**What the task requires**
Return, unchanged, every line of the records from the line containing "Note: mark the beach" to the line containing "pixel 705 789", including both of those lines.

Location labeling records
====================
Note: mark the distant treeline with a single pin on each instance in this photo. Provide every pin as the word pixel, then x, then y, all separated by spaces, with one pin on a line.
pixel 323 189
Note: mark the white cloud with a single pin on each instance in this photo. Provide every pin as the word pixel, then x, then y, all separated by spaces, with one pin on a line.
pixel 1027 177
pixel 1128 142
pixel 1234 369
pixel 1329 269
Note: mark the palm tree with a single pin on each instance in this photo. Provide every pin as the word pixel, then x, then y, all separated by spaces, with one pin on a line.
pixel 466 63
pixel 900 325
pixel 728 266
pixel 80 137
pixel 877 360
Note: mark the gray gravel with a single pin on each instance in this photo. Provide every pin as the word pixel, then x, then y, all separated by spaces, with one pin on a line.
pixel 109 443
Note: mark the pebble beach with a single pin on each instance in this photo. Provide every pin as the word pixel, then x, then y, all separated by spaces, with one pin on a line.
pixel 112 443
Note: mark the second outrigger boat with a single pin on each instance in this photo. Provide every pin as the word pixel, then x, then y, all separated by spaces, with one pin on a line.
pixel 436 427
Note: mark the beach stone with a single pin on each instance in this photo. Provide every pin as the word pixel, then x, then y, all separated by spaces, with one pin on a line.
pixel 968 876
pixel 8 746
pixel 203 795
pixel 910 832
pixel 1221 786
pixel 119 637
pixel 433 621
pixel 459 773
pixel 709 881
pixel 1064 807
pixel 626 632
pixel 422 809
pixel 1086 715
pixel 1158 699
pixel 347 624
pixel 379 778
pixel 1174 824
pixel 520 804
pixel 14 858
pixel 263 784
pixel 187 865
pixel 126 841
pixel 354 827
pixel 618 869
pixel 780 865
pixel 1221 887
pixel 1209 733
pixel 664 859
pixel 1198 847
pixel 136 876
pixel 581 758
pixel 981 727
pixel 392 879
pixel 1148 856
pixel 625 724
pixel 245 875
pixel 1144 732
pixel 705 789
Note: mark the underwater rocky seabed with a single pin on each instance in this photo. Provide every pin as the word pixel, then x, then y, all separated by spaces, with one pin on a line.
====================
**The result**
Note: mark the beach stone with a single pin on each instance in this photo. Provide every pin as the word pixel, then x, then y, all separated by spaces, with one pin on a line.
pixel 968 876
pixel 8 746
pixel 203 795
pixel 910 832
pixel 1221 786
pixel 119 637
pixel 433 621
pixel 459 773
pixel 709 881
pixel 1064 807
pixel 626 632
pixel 422 809
pixel 1086 715
pixel 1158 699
pixel 347 624
pixel 379 778
pixel 1174 824
pixel 520 804
pixel 14 858
pixel 263 784
pixel 187 865
pixel 126 841
pixel 354 827
pixel 618 869
pixel 780 865
pixel 1221 887
pixel 1209 733
pixel 664 859
pixel 1198 847
pixel 136 876
pixel 581 758
pixel 981 727
pixel 392 879
pixel 1148 856
pixel 625 724
pixel 245 875
pixel 1144 732
pixel 705 789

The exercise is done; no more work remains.